What is needed: Only the lines from the beginning of the entries through the one that holds "x=486, y=331" may appear in the answer, written out exactly and free of pictures.

[Saved entries]
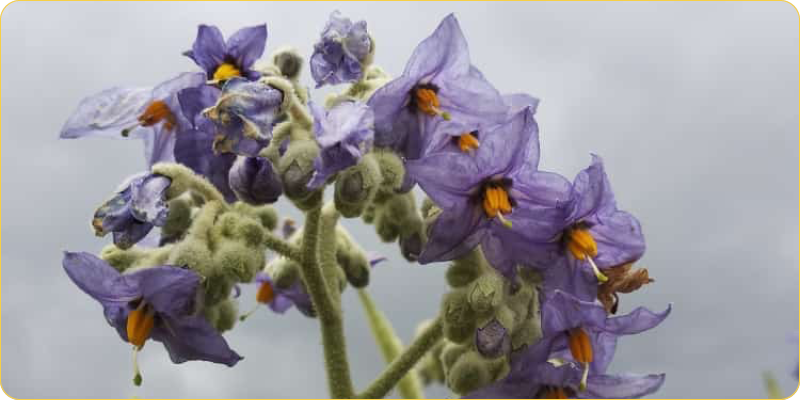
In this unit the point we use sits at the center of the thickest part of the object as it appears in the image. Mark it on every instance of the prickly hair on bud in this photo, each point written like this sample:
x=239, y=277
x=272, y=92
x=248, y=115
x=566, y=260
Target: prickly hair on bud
x=178, y=220
x=284, y=272
x=296, y=168
x=265, y=214
x=392, y=169
x=458, y=317
x=222, y=316
x=470, y=372
x=356, y=187
x=239, y=261
x=486, y=293
x=193, y=254
x=216, y=288
x=466, y=269
x=352, y=259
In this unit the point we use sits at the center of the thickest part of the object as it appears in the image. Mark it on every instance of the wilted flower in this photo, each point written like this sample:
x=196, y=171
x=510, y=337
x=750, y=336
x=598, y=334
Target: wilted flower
x=244, y=115
x=151, y=114
x=344, y=134
x=340, y=54
x=223, y=60
x=438, y=83
x=136, y=208
x=157, y=302
x=495, y=198
x=597, y=234
x=255, y=181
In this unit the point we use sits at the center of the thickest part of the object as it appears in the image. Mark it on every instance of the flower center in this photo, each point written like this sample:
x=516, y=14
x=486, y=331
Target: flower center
x=425, y=99
x=468, y=142
x=140, y=324
x=156, y=112
x=581, y=243
x=265, y=293
x=226, y=71
x=551, y=392
x=583, y=247
x=581, y=348
x=496, y=202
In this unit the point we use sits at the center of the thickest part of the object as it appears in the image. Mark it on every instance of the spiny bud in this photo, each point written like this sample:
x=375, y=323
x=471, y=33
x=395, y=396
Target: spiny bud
x=356, y=187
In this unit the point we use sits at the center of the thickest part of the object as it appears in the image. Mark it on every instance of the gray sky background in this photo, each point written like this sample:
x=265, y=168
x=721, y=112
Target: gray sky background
x=694, y=107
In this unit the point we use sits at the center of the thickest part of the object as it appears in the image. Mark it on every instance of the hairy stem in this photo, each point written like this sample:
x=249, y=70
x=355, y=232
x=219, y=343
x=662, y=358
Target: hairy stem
x=330, y=318
x=282, y=247
x=402, y=364
x=389, y=344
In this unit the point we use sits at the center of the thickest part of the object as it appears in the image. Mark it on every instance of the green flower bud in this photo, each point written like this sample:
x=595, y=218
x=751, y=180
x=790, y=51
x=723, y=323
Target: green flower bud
x=296, y=168
x=356, y=187
x=178, y=220
x=458, y=317
x=238, y=261
x=486, y=293
x=469, y=373
x=391, y=169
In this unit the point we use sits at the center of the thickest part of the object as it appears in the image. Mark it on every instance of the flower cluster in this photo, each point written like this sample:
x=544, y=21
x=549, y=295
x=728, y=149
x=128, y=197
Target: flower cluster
x=538, y=261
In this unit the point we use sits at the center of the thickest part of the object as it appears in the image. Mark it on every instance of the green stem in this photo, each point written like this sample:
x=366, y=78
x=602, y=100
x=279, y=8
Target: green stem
x=402, y=364
x=390, y=345
x=333, y=341
x=282, y=247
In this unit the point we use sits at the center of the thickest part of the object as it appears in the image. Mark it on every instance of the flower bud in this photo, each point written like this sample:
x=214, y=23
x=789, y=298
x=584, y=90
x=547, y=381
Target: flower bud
x=254, y=180
x=356, y=187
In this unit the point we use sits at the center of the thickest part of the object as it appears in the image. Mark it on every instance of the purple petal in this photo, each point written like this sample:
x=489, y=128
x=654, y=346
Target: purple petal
x=247, y=45
x=208, y=50
x=453, y=234
x=193, y=338
x=170, y=290
x=626, y=386
x=98, y=279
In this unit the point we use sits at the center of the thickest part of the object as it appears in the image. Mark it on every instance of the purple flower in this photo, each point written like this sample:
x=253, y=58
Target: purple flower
x=157, y=302
x=194, y=146
x=495, y=198
x=255, y=181
x=597, y=234
x=223, y=60
x=438, y=83
x=244, y=115
x=151, y=114
x=281, y=299
x=134, y=210
x=340, y=54
x=344, y=134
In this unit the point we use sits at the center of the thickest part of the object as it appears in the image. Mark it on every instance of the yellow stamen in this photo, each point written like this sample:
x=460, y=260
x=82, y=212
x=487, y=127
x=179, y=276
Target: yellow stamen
x=580, y=345
x=156, y=112
x=140, y=325
x=428, y=102
x=581, y=243
x=226, y=71
x=265, y=293
x=496, y=203
x=467, y=142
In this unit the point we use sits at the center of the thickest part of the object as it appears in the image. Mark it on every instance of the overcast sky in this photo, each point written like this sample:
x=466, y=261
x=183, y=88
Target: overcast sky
x=694, y=107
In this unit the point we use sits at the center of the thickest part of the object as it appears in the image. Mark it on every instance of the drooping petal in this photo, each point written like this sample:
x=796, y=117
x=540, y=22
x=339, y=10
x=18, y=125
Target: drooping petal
x=170, y=290
x=208, y=50
x=193, y=338
x=147, y=199
x=107, y=113
x=625, y=386
x=98, y=279
x=247, y=45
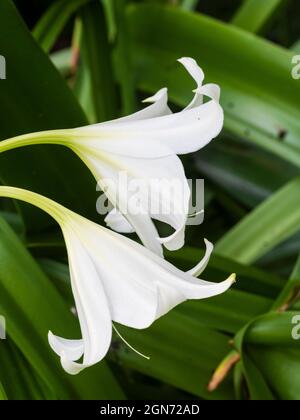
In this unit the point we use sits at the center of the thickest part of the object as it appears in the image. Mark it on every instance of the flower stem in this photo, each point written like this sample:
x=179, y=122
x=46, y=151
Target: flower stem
x=43, y=137
x=54, y=209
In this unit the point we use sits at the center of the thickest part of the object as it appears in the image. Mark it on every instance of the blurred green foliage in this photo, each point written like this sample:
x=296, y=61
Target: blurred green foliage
x=107, y=55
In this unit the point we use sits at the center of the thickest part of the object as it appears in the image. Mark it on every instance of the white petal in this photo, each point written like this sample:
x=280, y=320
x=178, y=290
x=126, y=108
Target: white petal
x=162, y=193
x=155, y=132
x=158, y=108
x=92, y=308
x=116, y=221
x=197, y=74
x=180, y=133
x=140, y=286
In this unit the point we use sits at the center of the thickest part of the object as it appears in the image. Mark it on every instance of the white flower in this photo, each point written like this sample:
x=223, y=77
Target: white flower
x=114, y=279
x=145, y=145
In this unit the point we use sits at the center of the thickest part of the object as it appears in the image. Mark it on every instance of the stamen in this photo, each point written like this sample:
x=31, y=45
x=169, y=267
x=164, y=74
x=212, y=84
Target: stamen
x=127, y=344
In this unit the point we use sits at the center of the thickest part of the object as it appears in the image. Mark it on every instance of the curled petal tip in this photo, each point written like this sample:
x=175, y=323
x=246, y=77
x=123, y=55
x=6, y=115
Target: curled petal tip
x=233, y=278
x=158, y=95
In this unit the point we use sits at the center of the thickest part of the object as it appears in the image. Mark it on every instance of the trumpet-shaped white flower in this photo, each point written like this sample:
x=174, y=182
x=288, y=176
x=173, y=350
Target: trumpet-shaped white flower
x=145, y=145
x=114, y=279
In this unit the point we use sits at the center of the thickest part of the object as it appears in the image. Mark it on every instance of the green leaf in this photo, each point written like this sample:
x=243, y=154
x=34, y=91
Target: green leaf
x=280, y=369
x=275, y=220
x=182, y=353
x=35, y=99
x=246, y=173
x=52, y=23
x=32, y=307
x=189, y=4
x=291, y=291
x=255, y=15
x=273, y=329
x=257, y=385
x=123, y=59
x=97, y=63
x=259, y=96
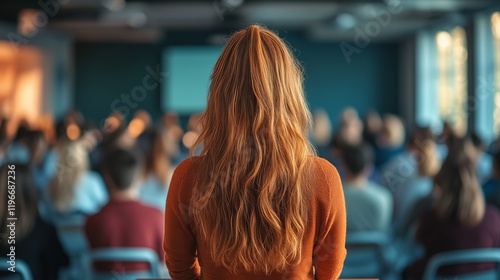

Exercise solution:
In this unit the point we use sits at the center of the thickest part of the object as it appears in the image. Mark it on every instance of the prickly hair on bud in this photo, each point written like this sample:
x=239, y=277
x=272, y=92
x=248, y=115
x=566, y=260
Target: prickly hair on bud
x=178, y=220
x=284, y=272
x=296, y=168
x=265, y=214
x=392, y=169
x=458, y=317
x=222, y=316
x=470, y=372
x=356, y=187
x=239, y=261
x=486, y=293
x=193, y=254
x=216, y=288
x=466, y=269
x=352, y=259
In this unit the point we use sits at the center of the thickest part of the object as it appears in the image. Mark it on every instance of the wilted flower in this photo, each point written like this sample:
x=196, y=171
x=510, y=337
x=750, y=336
x=598, y=334
Target: wilted flower
x=244, y=115
x=151, y=114
x=344, y=134
x=340, y=54
x=223, y=60
x=438, y=83
x=136, y=208
x=157, y=302
x=495, y=198
x=597, y=234
x=255, y=181
In this unit the point we use sits at the center of the thickest part of the object as it appears in the image. Mark it on every instance of the flower center in this photo, each point written like this sample:
x=516, y=14
x=486, y=331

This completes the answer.